» Work instructions
Identify each line in the rows below that contains the word "dirt" and copy those lines.

— START OF Available records —

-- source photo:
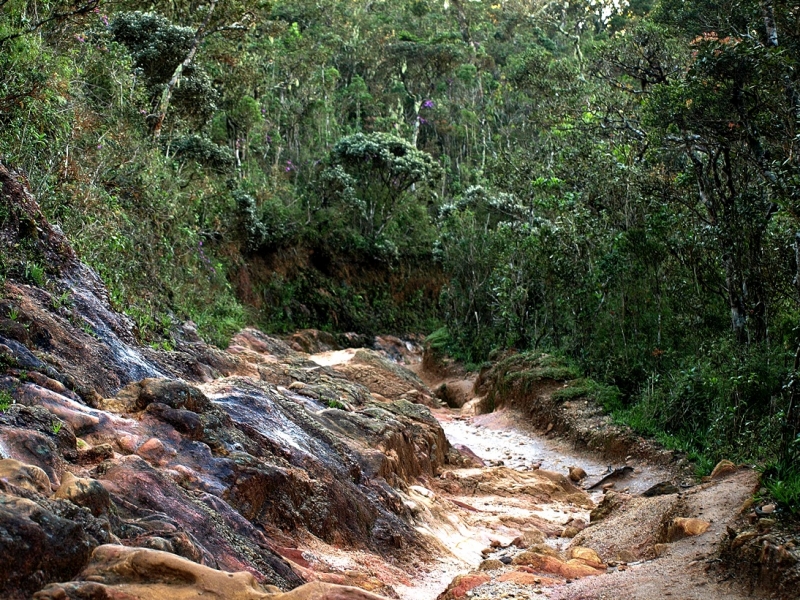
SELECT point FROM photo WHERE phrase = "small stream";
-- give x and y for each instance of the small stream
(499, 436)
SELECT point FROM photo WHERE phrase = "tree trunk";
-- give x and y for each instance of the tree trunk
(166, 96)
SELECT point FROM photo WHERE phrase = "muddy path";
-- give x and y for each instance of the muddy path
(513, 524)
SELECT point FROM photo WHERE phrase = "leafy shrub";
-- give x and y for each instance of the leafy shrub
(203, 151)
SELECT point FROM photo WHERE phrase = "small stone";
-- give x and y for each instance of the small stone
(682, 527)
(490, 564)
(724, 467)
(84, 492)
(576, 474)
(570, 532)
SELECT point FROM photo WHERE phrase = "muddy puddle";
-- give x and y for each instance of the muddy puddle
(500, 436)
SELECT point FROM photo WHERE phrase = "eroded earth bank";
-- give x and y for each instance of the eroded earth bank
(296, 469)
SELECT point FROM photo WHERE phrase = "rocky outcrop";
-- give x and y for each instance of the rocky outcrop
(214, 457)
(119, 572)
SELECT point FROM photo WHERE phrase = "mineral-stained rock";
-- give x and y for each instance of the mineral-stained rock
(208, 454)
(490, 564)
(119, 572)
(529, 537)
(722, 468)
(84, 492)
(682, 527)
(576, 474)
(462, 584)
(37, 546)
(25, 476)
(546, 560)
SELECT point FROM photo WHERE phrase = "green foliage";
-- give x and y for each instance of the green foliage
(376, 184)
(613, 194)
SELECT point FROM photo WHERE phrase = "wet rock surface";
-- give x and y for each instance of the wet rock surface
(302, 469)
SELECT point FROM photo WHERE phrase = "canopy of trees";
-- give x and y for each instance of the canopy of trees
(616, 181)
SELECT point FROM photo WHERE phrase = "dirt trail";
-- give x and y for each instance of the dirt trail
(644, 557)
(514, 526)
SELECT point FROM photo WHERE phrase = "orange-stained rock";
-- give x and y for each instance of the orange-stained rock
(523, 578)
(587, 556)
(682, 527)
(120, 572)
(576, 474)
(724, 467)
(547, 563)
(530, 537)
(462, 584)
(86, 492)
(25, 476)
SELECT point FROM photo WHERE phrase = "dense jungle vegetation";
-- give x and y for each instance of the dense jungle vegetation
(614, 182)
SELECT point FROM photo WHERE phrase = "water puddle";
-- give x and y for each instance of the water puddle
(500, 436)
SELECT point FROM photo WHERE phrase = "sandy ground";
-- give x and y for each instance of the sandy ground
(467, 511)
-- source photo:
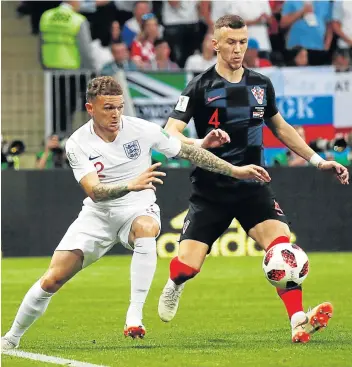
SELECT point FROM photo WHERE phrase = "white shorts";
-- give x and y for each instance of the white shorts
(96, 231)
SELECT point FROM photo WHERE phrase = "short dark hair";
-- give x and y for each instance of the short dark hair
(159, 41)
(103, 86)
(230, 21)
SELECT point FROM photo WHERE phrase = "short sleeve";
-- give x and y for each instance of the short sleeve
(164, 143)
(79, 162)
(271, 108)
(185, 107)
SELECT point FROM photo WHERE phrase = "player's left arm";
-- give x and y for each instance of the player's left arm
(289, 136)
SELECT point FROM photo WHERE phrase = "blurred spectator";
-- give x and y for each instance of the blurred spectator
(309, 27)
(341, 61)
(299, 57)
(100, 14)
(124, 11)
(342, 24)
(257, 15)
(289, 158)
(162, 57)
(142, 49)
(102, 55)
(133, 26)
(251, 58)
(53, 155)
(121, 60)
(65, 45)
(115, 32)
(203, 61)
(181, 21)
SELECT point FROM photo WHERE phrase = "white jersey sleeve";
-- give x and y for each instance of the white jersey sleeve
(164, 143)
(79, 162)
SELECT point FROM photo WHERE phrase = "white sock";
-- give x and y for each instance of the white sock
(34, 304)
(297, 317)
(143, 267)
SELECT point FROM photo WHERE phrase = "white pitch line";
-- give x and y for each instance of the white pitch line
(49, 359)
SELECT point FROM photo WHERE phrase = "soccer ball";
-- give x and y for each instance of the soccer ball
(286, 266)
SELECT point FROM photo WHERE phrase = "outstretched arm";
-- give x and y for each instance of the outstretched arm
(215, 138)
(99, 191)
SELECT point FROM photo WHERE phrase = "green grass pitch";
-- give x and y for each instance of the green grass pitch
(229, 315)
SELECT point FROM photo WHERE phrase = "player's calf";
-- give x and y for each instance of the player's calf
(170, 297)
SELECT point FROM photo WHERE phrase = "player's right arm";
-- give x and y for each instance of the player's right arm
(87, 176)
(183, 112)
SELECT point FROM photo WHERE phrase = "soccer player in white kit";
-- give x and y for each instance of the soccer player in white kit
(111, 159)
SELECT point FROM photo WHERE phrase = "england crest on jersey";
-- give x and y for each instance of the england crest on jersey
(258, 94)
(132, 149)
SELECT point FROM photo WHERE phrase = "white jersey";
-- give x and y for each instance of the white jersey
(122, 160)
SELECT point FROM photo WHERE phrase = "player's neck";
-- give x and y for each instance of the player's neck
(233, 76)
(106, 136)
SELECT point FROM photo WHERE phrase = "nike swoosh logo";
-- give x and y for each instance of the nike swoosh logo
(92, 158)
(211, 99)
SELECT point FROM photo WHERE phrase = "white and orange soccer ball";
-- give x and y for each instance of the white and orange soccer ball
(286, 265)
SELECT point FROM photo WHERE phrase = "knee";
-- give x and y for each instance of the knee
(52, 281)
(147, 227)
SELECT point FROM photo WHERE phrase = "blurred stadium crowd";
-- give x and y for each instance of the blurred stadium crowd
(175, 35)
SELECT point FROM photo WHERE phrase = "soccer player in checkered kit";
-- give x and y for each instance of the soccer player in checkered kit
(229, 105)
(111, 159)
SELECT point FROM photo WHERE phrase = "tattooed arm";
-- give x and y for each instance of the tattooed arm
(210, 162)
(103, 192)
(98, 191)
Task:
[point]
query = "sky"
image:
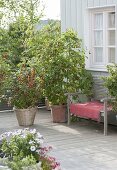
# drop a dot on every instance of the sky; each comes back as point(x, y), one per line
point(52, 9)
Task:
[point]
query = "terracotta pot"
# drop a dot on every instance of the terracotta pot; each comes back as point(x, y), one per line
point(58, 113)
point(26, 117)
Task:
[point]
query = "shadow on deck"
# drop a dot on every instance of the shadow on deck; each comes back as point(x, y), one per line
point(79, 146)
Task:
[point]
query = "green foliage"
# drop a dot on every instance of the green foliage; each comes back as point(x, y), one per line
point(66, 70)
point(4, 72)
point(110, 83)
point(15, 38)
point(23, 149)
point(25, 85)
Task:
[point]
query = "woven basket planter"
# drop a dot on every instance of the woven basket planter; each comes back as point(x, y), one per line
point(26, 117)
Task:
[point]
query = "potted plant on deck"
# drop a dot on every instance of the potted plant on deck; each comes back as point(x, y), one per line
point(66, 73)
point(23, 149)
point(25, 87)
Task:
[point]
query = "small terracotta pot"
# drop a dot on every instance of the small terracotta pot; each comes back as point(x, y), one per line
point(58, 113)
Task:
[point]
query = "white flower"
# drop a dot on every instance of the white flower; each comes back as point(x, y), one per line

— END OF Available records —
— START OF Available records —

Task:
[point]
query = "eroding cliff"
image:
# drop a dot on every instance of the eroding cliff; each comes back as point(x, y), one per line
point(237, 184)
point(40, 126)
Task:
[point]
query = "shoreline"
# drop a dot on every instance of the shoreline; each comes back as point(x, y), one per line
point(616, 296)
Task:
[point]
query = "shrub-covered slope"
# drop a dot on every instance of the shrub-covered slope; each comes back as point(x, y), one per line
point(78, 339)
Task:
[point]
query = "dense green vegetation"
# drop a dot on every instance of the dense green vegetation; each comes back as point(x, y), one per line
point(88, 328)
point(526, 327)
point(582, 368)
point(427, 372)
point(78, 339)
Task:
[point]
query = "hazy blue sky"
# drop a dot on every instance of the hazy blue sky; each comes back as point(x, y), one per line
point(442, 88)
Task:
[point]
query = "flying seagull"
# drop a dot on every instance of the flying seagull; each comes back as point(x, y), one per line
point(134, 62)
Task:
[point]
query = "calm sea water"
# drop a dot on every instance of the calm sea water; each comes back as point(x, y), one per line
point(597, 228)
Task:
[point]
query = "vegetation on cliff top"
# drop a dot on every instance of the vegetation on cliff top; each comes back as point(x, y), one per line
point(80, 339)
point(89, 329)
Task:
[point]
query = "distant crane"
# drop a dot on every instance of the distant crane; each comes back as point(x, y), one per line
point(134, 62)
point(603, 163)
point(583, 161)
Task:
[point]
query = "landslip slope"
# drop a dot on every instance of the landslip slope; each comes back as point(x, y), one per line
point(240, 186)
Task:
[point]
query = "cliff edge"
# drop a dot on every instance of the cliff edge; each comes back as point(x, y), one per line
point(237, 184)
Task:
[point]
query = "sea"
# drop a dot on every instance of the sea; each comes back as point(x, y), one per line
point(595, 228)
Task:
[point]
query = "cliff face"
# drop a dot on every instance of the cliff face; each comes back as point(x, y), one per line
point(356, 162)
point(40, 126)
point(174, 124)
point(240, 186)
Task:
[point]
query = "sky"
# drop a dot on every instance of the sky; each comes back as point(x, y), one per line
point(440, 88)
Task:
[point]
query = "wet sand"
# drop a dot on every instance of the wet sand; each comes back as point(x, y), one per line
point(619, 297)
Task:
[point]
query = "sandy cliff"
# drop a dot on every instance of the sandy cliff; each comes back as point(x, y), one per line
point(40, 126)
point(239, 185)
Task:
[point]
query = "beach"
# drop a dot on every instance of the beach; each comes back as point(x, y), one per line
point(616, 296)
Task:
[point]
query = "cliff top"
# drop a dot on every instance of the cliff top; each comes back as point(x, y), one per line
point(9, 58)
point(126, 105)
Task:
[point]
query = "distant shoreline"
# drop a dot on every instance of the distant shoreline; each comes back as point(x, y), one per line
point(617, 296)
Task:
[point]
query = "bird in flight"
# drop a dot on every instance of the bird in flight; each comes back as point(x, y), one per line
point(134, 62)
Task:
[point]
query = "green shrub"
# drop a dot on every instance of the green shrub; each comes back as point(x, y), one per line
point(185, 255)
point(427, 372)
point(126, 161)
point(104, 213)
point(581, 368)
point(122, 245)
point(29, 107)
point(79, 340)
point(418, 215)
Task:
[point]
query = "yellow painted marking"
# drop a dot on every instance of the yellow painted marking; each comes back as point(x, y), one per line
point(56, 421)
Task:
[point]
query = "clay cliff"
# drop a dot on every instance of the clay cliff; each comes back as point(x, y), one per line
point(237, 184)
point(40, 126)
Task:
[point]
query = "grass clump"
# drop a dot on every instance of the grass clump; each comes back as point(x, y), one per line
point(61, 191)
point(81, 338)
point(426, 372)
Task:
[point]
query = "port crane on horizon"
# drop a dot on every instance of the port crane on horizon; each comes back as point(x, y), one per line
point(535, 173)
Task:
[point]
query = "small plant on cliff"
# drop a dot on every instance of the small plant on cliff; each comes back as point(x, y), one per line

— END OF Available records —

» Reply to the exercise
SELECT point FROM photo WHERE phrase = "dirt trail";
-- give x and y for each instance of the dirt trail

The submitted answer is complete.